Description of the task: Reproduce all the rows below with every "positive clicks" replaced by "foreground clicks", keeping everything else identical.

Source records:
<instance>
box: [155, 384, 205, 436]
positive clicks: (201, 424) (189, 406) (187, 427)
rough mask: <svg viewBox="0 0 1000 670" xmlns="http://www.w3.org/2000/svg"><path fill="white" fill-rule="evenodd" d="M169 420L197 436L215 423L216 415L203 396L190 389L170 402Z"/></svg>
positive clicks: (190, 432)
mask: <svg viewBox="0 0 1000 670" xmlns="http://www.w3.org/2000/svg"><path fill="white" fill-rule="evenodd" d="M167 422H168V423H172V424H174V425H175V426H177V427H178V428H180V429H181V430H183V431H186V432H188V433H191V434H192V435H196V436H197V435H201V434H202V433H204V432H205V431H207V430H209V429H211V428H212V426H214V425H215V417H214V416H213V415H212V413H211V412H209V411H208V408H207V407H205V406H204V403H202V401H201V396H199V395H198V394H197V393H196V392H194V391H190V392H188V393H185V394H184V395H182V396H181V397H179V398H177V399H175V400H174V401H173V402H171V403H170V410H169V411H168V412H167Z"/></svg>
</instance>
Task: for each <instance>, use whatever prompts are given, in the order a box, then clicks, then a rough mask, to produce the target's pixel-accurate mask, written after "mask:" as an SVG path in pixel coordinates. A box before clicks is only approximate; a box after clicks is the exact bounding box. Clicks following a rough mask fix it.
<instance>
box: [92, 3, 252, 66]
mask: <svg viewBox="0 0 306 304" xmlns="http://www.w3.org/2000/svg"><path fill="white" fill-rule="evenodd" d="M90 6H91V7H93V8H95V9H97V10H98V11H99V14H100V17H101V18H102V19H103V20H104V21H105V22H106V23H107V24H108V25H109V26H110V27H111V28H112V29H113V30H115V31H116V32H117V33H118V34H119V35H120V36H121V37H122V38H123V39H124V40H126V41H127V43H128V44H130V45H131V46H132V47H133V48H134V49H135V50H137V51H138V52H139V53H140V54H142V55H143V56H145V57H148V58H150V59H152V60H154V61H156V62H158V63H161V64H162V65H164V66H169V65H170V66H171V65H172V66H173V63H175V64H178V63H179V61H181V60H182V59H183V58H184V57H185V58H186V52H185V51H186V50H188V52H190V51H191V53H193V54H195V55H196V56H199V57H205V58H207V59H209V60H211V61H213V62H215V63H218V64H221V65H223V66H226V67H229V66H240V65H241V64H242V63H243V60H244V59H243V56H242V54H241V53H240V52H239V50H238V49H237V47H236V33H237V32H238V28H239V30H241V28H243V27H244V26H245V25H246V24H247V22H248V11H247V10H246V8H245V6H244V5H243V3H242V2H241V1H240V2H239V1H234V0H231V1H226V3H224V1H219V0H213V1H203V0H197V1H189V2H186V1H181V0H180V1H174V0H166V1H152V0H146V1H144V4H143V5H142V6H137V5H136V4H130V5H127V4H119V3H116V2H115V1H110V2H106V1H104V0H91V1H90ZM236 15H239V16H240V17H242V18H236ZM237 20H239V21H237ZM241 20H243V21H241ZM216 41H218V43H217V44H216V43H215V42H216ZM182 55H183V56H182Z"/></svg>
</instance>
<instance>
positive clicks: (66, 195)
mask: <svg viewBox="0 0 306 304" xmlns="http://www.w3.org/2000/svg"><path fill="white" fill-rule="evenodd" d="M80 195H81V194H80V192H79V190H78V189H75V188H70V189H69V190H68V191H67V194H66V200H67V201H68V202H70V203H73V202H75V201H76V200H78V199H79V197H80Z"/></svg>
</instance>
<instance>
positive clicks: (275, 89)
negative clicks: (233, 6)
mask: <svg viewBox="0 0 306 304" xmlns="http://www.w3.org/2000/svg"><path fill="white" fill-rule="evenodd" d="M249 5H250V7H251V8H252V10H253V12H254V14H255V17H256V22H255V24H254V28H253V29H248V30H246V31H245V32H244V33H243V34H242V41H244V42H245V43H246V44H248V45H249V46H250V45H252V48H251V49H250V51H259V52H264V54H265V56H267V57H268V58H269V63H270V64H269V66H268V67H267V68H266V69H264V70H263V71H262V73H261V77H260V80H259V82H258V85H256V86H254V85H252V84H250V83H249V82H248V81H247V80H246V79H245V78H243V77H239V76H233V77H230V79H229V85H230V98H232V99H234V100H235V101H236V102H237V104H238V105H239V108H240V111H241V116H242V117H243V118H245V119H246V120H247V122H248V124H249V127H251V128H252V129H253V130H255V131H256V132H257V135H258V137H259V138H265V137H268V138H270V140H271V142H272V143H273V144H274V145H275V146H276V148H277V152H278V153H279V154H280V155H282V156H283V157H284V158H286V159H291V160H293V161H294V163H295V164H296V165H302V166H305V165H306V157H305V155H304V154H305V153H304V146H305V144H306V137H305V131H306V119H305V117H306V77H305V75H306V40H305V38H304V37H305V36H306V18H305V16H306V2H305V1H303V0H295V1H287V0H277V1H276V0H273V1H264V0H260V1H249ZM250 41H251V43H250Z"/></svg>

Response box:
<instance>
box: [155, 384, 205, 436]
foreground clicks: (201, 424) (189, 406) (187, 427)
rough mask: <svg viewBox="0 0 1000 670" xmlns="http://www.w3.org/2000/svg"><path fill="white" fill-rule="evenodd" d="M169 420L197 436L215 423L216 415L203 396L190 389L170 402Z"/></svg>
foreground clicks: (190, 432)
mask: <svg viewBox="0 0 1000 670" xmlns="http://www.w3.org/2000/svg"><path fill="white" fill-rule="evenodd" d="M167 422H168V423H172V424H174V425H175V426H177V427H178V428H180V429H181V430H183V431H186V432H188V433H191V434H192V435H196V436H197V435H201V434H202V433H204V432H205V431H207V430H209V429H211V428H212V426H214V425H215V417H214V416H213V415H212V413H211V412H209V411H208V408H207V407H205V406H204V403H202V401H201V396H199V395H198V394H197V393H196V392H194V391H190V392H188V393H185V394H184V395H182V396H181V397H179V398H177V399H175V400H174V401H173V402H171V403H170V410H169V411H168V412H167Z"/></svg>
</instance>
Task: for each <instance>, use whatever prompts are given, in the order a box, then clicks, then a rough mask, to produce the target's pixel-accurate mask, written after "mask:" as an SVG path in pixel coordinates. A box before clicks is only approximate; a box after clicks is the exact bounding box. Clicks following a rough mask fix it.
<instance>
box: [92, 3, 252, 66]
mask: <svg viewBox="0 0 306 304" xmlns="http://www.w3.org/2000/svg"><path fill="white" fill-rule="evenodd" d="M90 6H91V7H93V8H95V9H97V10H98V11H99V14H100V17H101V18H102V19H103V20H104V21H105V22H106V23H107V24H108V25H109V26H110V27H111V28H112V29H113V30H115V31H116V32H117V33H118V34H119V35H120V36H121V37H122V38H123V39H124V40H126V41H127V43H128V44H130V45H131V46H132V47H133V48H134V49H135V50H137V51H138V52H139V53H140V54H142V55H143V56H145V57H148V58H150V59H152V60H154V61H156V62H158V63H161V64H162V65H164V66H169V65H170V66H171V65H172V66H173V63H175V64H178V63H179V61H181V60H182V59H183V58H184V57H185V58H186V52H185V51H186V50H188V52H190V51H191V53H193V54H195V55H196V56H199V57H205V58H207V59H209V60H211V61H213V62H215V63H218V64H221V65H223V66H226V67H229V66H240V65H241V64H242V63H243V60H244V59H243V56H242V54H241V53H240V52H239V50H238V49H237V47H236V33H237V32H238V28H239V30H241V28H243V27H244V26H245V25H246V24H247V22H248V11H247V10H246V8H245V6H244V5H243V3H242V2H241V1H240V2H239V1H234V0H231V1H226V3H224V1H219V0H213V1H203V0H197V1H189V2H186V1H181V0H180V1H174V0H166V1H152V0H146V1H144V4H143V5H142V6H137V5H136V4H130V5H127V4H119V3H116V2H115V1H110V2H106V1H104V0H91V1H90ZM236 15H239V16H240V17H242V18H236ZM237 20H239V21H237ZM241 20H243V21H241ZM216 41H218V43H217V44H216V43H215V42H216ZM182 55H183V56H182Z"/></svg>
</instance>
<instance>
foreground clicks: (66, 195)
mask: <svg viewBox="0 0 306 304" xmlns="http://www.w3.org/2000/svg"><path fill="white" fill-rule="evenodd" d="M80 195H81V194H80V192H79V190H78V189H75V188H70V189H69V190H68V191H67V194H66V200H67V201H68V202H70V203H73V202H75V201H76V200H78V199H79V197H80Z"/></svg>
</instance>
<instance>
foreground clicks: (275, 89)
negative clicks: (233, 6)
mask: <svg viewBox="0 0 306 304" xmlns="http://www.w3.org/2000/svg"><path fill="white" fill-rule="evenodd" d="M249 5H250V7H251V8H252V10H253V12H254V14H255V17H256V22H255V24H254V28H253V29H248V30H246V31H245V32H244V33H243V34H242V41H244V42H245V43H246V44H248V45H249V46H250V45H252V48H251V49H250V51H259V52H264V54H265V56H267V57H268V58H269V63H270V64H269V66H268V67H267V68H266V69H264V70H263V71H262V73H261V77H260V80H259V82H258V85H256V86H254V85H252V84H250V83H249V82H248V81H247V80H246V79H245V78H243V77H239V76H233V77H230V79H229V85H230V98H232V99H234V100H235V101H236V102H237V104H238V105H239V108H240V111H241V116H242V117H243V118H245V119H246V120H247V122H248V124H249V127H251V128H252V129H253V130H255V131H256V132H257V135H258V137H259V138H265V137H268V138H270V140H271V142H272V143H273V144H274V145H275V146H276V148H277V152H278V153H279V154H280V155H282V156H283V157H284V158H286V159H291V160H293V161H294V163H295V164H296V165H302V166H305V165H306V157H305V155H304V154H305V153H304V146H305V144H306V137H305V131H306V119H305V117H306V77H305V75H306V40H305V38H304V37H305V36H306V18H305V16H306V2H305V1H303V0H295V1H287V0H277V1H276V0H273V1H264V0H260V1H249ZM250 41H251V43H250Z"/></svg>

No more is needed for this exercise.